● Quoted text:
Shootings: Students, parents waited in horror inside and outside Columbine.
By J.R. MOEHRINGER, TIMES STAFF WRITER

Los Angeles Times Friday April 23, 1999
Part A, Page 1
Type of Material: Top Story; Infographic; Chronology

LITTLETON, Colo.--It was supposed to be another day of delicious waiting.

Students at Columbine High School could feel the kiss of spring on their skin, the whisper of summer in their ears. Trees were budding, prom had just passed, and the world beyond the drab beige walls of school was beckoning.

Just 19 days to go, they told each other, leafing through magazines in the library, going through their last dull algebra lessons, pasting together their final history projects.

Then came 11:20 a.m. Shuddering explosions could be heard in the parking lot and on the school roof, followed by a burst of--could that be gunfire? "Get down!" a teacher yelled, standing atop a cafeteria table, and suddenly the clock stopped.

What was to be a languid time of sweet anticipation became an agonizing limbo, a span of nearly four hours when students cowered inside their blood-spattered school--in bathrooms and classrooms, closets and air ducts--while their parents collected at a nearby staging area to hope for good news, to brace for bad. The worst high school shooting in U.S. history became the longest afternoon in Colorado history, as 900 teens and their parents kept separate but parallel vigils, not knowing who would live or die.

Unable to communicate, they tried to get word to each other--"I love you," "Stay safe," "I'm fine"--through cell phones and pagers, prayers and ESP.

Little is known about exactly what happened, and exactly when, in those first panic-stricken seconds. The precise chronology may never be fully known, since both gunmen are dead from self-inflicted wounds to the head and the survivors' memories already are blurring and running together, some beginning to think they saw things they actually heard about on TV.

What will always be grimly certain is that two masked boys in black cowboy dusters--17-year-old Dylan Bennet Klebold and 18-year-old Eric Davis Harris, who'd worked before in a tight little criminal tandem, breaking into a van last year--set off homemade bombs outside the school about 11:20 a.m., then gunned down two students and left them to die in the dry brown grass.

They then strolled calmly through the main student entrance, guns blazing, muttering the word "revenge." They were seniors out to settle scores, they said, getting even with those who'd spurned them for years. "We've waited our whole lives for this!" they shouted.

Much has been made of the fact that the shooting spree coincided with the 110th anniversary of Hitler's birth, because both teen gunmen were entranced by swastikas and Nazis. But the assault also came three days after the prom, when a pair of such isolated outcasts would have felt more outcast than ever.

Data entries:
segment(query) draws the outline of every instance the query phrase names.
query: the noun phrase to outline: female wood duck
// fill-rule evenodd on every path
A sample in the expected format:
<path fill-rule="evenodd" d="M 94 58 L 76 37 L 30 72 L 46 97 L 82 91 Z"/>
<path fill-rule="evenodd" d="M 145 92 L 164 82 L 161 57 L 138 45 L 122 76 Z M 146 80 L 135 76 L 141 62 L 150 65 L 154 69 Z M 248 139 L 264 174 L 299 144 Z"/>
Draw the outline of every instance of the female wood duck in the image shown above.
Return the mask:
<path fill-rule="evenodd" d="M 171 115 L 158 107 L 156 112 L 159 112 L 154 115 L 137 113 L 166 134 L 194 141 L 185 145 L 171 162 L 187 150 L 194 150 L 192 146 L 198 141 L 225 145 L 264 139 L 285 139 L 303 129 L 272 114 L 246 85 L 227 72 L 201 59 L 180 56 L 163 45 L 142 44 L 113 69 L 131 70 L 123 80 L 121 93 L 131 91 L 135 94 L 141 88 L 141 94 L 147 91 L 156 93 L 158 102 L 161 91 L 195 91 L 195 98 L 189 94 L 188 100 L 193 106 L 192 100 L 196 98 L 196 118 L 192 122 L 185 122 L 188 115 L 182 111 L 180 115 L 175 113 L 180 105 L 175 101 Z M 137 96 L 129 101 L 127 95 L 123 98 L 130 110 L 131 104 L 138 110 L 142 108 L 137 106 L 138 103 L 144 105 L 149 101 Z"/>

● Job:
Write the next part of the Columbine shooting article, picking up right after its last sentence.

● Output for this task:
At 11:25 a.m., a cafeteria worker dialed 911 to say something awful was happening at Columbine. Meanwhile, a sheriff's deputy who stood guard every day at the front door already knew. He sprinted toward the explosions and came face to face with one of the gunmen. Briefly, they exchanged fire, each missing the other, before the deputy retreated and waited for reinforcements.

Minutes later, at 11:30, the first police officers on the scene did the same. They fired a few shots at the teens, then fell back, followed by SWAT teams, who also waited.

In time, many would wonder about the wait. Why did an hour pass between the first gunfire and the SWAT team's descent on the school? Why did five hours pass between the first explosions and the SWAT team's "all clear."

"My concern is that my dad was left there, was still alive and was not helped," says Angie Sanders, daughter of teacher William "Dave" Sanders, who suffered a chest wound minutes after the assault began and didn't die until minutes after it all ended.

"To watch more than 200 heavily armed SWAT team and other police officers in body armor, standing around discussing strategy, while hundreds of children were trapped inside, was painful," wrote Cecil Rigsby, a Denver man, his letter printed with others like it in a local newspaper. "Where were the heroes? How many people bled to death while the police waited to act?"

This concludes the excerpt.